** Action item **
Reproduce the listing exactly, please, with every line intact.

---

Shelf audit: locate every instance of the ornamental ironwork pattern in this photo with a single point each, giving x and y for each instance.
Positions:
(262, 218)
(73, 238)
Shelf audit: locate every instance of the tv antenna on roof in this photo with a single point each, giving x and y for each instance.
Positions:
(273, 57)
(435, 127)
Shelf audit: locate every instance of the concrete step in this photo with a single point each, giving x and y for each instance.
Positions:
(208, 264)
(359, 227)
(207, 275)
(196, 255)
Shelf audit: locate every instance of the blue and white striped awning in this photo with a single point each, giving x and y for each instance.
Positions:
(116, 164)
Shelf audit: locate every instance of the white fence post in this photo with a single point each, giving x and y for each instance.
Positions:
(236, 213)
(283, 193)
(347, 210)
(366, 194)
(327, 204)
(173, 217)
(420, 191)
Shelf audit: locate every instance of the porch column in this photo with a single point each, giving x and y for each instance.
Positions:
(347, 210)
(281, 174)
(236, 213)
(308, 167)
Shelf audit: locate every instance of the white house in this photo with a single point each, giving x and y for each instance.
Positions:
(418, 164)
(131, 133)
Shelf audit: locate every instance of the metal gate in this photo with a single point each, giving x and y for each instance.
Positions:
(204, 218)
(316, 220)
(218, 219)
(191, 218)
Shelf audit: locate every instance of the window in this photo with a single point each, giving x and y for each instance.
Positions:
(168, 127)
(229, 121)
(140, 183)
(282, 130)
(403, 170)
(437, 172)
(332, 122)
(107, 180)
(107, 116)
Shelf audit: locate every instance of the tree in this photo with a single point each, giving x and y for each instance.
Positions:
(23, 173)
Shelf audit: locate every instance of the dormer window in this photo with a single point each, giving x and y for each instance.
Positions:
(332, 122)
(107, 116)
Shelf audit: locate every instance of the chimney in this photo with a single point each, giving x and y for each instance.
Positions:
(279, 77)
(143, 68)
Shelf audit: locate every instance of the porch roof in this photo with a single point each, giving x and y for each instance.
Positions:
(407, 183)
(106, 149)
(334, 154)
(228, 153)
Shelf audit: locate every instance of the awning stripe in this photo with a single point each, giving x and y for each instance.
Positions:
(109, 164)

---

** Answer to the exercise **
Shelf audit: locate every instance of the ornamental ironwork pattern in this photo with a single point each, giving x and y for each instance.
Positions:
(262, 218)
(73, 238)
Shelf audit: locate every instance of the tv antenna on roof in this photo with a single point each, giving x and y for each instance.
Positions:
(273, 57)
(435, 127)
Shelf audit: locate every instance of the concrete step in this photo with a single point each, giving x and y for each instance.
Positions:
(208, 264)
(359, 227)
(207, 275)
(196, 255)
Shelf audit: locate every instance of the blue and white striped awning in this photo with a single point each, giving x and y for each instance.
Positions:
(116, 164)
Shelf audit: locate every instance of the white fence post in this photo with a single point each, giving x and y for each instance.
Positions:
(236, 213)
(283, 193)
(347, 210)
(366, 194)
(327, 204)
(173, 217)
(420, 191)
Shelf audit: locate every instance of the porch column in this photo with a single point each, giving x and y for each instance.
Positions:
(347, 210)
(281, 174)
(236, 213)
(308, 167)
Shelf audit: locate every instance of the white house in this photo with a single point each, giving x and y for each instance.
Positions:
(418, 164)
(131, 133)
Shelf audit: locate every instance of the metal gate in this photo with a single point each, giving x and y for each instance.
Positions:
(204, 218)
(316, 220)
(218, 219)
(191, 218)
Shelf audit: locate every instance of the window in this photo with a single point each, giving x and y for each instance.
Positions:
(168, 127)
(229, 121)
(140, 183)
(282, 130)
(403, 170)
(437, 172)
(332, 122)
(107, 180)
(107, 116)
Shelf audit: locate every instance of the tree in this photo with a single point each, giving x and y for each instance.
Positions:
(23, 173)
Shelf audit: locate every instance of the dormer window in this photo with a single point each, giving x and y for each instance.
Positions:
(332, 122)
(107, 116)
Shelf audit: locate every instance of the chimney in this photo with a single point each, giving x and y for each instance.
Positions:
(279, 77)
(143, 68)
Shelf audit: locate every instance of the porch roof in this photo with a single point each, giving x and y for each instance.
Positions:
(407, 183)
(106, 149)
(334, 154)
(228, 153)
Shelf audit: locate every instance of the awning stripe in this photo with a single point each, giving x and y for each instance.
Positions:
(109, 164)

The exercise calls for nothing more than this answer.